- Set problem
Begin with the line containing "Identify the dark brown upper" and copy each line exactly through the last line of the entries, inclusive.

- Provided records

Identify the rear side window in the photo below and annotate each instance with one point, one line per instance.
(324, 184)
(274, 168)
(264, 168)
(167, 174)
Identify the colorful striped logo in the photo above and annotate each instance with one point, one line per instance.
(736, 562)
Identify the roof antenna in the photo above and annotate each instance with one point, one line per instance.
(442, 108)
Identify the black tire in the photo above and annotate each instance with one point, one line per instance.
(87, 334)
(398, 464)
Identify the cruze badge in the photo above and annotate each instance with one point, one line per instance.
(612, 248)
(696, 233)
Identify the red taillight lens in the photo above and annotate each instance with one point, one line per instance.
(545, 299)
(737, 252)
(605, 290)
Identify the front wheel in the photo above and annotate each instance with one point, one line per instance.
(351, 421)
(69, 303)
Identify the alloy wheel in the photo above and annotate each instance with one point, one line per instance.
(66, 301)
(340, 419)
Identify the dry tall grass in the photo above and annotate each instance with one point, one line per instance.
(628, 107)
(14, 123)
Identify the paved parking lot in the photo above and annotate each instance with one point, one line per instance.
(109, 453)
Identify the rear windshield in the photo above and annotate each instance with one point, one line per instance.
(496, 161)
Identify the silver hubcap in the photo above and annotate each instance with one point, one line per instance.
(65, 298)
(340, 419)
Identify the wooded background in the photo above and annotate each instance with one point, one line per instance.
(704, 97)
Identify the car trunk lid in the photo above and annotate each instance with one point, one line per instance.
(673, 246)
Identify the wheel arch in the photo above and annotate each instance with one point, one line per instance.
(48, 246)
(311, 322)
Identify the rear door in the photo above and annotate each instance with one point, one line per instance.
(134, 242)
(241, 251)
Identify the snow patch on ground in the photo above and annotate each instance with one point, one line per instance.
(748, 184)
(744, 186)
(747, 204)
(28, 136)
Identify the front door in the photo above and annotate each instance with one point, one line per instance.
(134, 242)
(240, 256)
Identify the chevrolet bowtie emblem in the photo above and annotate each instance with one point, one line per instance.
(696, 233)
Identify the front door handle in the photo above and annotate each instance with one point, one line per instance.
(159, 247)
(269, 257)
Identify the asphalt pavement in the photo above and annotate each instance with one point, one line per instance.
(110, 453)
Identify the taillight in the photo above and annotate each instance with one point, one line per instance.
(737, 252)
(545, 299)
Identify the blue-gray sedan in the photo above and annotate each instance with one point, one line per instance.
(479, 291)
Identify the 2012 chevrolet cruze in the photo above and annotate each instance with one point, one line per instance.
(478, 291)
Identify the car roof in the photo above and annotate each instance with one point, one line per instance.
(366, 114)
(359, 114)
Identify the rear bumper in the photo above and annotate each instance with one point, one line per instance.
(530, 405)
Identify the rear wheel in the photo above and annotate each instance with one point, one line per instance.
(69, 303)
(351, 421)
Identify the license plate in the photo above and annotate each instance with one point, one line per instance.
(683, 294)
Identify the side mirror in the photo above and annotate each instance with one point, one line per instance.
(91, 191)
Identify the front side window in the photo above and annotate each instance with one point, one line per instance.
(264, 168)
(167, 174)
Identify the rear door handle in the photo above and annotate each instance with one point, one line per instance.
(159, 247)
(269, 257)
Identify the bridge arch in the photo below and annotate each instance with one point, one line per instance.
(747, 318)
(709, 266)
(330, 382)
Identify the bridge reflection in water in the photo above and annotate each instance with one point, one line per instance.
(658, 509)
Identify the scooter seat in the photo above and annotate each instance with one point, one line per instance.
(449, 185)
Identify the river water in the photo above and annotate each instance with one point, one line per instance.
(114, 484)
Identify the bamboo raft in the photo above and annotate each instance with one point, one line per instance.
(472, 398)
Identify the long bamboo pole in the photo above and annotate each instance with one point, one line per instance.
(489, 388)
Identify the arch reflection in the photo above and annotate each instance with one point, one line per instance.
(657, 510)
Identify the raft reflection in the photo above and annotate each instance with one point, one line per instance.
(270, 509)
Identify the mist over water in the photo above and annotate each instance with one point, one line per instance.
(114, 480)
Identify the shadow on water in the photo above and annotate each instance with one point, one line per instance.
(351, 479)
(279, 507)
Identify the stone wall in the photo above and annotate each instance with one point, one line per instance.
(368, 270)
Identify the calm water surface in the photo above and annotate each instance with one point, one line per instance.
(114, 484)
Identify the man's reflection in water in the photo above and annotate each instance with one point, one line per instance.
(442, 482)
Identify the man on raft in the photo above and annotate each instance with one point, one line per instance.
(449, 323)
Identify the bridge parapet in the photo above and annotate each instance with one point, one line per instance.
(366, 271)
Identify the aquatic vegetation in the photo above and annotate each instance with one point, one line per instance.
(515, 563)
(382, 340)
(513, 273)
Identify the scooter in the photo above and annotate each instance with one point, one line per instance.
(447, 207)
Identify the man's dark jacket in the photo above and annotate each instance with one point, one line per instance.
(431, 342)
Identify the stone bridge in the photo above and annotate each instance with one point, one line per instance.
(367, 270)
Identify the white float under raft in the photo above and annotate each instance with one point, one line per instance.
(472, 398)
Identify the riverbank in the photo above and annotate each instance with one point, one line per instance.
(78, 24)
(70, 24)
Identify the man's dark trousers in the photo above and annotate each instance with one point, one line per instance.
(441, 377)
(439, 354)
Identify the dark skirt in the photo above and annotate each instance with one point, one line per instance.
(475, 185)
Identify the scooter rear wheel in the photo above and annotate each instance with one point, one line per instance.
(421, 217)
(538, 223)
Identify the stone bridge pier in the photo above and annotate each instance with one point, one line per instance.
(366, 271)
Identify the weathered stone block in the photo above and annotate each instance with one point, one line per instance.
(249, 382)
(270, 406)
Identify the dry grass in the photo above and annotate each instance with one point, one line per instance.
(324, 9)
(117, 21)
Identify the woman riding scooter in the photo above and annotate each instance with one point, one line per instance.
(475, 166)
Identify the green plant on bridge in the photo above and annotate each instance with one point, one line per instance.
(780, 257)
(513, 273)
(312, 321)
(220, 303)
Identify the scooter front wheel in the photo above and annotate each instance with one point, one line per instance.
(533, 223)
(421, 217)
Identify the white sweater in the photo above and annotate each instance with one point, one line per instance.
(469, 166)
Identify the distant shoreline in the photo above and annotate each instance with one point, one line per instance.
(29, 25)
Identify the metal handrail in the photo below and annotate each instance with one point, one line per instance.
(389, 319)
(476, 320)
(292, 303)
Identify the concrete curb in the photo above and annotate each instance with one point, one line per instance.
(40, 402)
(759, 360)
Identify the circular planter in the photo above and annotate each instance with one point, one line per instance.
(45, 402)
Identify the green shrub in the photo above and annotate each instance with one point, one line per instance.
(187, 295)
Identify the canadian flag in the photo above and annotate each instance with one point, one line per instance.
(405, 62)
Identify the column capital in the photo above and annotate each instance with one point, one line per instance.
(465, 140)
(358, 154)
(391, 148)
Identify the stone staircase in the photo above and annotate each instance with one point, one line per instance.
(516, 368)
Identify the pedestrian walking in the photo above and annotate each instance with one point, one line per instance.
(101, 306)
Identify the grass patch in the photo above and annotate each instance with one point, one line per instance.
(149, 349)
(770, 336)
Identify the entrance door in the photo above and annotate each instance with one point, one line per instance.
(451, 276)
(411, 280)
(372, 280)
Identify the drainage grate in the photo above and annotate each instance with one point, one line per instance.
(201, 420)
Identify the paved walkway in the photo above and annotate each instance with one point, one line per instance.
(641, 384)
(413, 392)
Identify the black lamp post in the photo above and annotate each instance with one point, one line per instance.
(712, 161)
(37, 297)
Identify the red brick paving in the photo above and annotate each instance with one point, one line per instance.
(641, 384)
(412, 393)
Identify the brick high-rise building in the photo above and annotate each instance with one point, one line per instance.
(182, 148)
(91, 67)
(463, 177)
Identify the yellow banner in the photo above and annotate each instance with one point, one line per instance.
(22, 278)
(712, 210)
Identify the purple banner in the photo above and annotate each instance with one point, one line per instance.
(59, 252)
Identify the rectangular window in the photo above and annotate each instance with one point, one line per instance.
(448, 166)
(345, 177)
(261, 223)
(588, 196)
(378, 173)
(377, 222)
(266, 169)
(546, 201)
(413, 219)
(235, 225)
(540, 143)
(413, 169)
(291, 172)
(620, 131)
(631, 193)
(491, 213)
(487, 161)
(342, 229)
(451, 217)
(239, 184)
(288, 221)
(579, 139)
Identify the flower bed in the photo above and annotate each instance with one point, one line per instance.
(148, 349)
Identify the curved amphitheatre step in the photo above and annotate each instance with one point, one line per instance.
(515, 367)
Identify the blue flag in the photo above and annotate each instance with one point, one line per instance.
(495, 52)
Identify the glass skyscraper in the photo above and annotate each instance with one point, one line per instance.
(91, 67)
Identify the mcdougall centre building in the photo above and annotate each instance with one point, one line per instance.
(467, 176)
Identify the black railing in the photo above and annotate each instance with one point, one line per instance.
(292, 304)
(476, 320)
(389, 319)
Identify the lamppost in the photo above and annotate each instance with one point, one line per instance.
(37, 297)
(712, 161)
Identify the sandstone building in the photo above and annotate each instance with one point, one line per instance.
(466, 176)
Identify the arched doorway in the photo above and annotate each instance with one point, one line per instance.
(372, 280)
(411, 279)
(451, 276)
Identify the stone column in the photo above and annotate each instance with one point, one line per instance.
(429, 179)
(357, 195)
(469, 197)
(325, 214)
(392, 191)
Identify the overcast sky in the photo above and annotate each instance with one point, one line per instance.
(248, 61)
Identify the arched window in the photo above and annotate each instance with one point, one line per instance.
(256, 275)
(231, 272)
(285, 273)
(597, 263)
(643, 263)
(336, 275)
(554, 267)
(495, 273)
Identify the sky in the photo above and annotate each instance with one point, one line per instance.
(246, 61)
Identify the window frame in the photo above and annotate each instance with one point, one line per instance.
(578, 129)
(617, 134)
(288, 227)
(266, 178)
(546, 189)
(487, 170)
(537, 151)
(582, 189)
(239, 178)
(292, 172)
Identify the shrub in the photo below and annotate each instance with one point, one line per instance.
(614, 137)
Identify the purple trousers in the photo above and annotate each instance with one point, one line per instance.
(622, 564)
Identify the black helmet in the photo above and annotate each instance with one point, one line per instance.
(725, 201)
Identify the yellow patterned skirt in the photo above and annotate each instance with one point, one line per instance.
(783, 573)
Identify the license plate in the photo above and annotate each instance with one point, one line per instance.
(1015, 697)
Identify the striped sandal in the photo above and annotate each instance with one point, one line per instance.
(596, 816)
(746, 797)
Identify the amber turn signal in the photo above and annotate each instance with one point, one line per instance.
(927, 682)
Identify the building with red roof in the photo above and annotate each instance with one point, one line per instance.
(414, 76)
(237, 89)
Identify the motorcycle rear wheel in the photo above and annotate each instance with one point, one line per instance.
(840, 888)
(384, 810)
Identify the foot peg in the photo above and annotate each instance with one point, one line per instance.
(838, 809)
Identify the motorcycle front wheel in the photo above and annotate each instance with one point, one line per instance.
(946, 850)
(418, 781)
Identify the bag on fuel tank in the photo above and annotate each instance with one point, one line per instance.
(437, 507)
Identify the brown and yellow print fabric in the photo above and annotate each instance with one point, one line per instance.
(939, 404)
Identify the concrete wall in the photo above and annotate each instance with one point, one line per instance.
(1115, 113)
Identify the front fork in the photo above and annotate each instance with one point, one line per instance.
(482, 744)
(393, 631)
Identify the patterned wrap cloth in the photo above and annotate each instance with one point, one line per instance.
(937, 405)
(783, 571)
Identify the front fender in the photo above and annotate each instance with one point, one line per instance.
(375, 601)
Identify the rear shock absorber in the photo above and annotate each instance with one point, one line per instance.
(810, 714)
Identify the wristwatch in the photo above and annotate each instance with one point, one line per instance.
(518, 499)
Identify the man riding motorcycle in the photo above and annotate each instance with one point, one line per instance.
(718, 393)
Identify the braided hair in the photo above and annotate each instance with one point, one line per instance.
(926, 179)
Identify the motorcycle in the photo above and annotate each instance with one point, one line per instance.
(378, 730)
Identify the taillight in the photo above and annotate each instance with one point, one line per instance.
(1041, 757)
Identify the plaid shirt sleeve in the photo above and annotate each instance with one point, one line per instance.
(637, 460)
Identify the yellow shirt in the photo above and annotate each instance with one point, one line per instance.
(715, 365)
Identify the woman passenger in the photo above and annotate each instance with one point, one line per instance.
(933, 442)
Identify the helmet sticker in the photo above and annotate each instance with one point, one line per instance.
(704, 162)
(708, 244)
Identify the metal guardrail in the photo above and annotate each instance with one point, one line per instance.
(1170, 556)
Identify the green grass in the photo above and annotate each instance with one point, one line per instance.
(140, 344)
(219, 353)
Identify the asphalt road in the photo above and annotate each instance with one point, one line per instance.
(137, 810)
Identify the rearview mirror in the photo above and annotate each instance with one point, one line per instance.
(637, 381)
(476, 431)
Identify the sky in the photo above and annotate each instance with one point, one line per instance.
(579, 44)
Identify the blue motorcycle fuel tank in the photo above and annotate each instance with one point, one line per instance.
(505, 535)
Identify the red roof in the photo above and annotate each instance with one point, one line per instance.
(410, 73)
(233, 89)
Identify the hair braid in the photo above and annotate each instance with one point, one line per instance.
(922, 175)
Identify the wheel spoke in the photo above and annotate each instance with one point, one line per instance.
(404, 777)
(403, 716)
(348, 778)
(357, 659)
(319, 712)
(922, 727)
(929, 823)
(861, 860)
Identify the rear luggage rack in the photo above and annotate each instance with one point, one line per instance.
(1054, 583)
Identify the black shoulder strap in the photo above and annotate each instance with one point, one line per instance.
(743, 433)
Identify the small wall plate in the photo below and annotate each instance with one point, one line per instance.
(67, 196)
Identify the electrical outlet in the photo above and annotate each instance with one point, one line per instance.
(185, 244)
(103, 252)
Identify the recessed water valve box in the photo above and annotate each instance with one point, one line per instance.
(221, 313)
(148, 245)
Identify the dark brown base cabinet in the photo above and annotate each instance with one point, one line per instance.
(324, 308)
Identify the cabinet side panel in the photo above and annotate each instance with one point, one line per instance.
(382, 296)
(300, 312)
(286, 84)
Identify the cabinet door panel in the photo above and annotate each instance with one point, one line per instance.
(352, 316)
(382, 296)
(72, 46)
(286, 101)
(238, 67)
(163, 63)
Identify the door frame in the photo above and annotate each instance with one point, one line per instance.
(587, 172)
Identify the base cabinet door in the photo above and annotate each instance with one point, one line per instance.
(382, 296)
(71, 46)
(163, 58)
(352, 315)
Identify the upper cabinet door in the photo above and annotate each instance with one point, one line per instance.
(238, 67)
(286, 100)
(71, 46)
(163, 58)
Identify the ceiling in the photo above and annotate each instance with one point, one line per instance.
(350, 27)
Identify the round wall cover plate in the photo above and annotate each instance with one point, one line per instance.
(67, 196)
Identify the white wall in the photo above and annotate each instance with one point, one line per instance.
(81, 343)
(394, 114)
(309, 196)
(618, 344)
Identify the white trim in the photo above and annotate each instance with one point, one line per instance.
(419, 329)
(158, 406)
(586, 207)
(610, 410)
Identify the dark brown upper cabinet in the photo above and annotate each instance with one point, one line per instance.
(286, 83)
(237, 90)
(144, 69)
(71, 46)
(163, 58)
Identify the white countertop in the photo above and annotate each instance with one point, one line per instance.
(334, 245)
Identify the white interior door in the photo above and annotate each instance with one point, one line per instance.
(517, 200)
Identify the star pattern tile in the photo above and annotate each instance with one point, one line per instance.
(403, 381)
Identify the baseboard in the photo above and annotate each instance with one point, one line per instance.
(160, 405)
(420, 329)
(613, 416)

- Answer to the exercise
Identify the dark brown upper cabinet in the photo above and annotate each instance with one point, one line per instance.
(286, 83)
(237, 90)
(144, 69)
(71, 46)
(163, 58)
Identify the white countertop in the photo above and annotate each instance with one point, one line per instance.
(334, 245)
Identify the white interior door in the photo above and annotate each instance with one point, one line per instance.
(517, 200)
Identify the star pattern tile in the photo above and annotate each instance with one point, one line per instance.
(403, 381)
Identify the baseboard in the photo above and annotate each instance with one point, one line per instance.
(160, 405)
(420, 329)
(613, 416)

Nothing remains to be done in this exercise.